EXERCISE PROMPT =
How many lines in the rows below contain the word "cucumber"? Give only the number.

EXERCISE INPUTS =

------------------------------

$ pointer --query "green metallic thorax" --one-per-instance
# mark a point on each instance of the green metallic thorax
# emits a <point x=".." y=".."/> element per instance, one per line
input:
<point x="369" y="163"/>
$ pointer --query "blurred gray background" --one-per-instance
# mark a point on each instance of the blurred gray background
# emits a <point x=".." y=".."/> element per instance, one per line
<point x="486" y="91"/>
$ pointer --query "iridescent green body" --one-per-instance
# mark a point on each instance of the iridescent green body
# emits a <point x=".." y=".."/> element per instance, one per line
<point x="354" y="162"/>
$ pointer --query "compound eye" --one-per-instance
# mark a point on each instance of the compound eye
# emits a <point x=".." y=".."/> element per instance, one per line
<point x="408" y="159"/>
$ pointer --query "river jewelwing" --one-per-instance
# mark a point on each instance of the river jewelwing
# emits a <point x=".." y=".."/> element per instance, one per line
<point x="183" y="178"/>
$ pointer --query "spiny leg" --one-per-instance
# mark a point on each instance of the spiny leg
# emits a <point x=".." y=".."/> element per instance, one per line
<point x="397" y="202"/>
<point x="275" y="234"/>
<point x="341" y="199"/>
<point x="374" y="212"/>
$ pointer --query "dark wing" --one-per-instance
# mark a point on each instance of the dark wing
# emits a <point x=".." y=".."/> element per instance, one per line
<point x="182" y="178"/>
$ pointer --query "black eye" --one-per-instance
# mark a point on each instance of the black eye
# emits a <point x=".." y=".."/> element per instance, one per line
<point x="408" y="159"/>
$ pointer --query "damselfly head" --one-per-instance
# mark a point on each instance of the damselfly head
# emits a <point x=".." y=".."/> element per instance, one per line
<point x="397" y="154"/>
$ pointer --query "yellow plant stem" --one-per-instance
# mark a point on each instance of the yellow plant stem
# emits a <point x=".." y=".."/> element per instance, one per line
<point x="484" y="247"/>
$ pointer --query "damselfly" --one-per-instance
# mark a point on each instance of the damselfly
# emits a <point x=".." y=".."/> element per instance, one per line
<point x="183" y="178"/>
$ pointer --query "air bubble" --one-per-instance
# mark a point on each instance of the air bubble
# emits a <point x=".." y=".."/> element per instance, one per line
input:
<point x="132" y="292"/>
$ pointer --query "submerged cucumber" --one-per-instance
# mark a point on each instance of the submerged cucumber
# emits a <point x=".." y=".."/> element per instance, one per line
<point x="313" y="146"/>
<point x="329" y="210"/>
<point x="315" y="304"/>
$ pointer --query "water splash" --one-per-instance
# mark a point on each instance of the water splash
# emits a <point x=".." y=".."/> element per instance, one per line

------------------------------

TASK RESULT =
2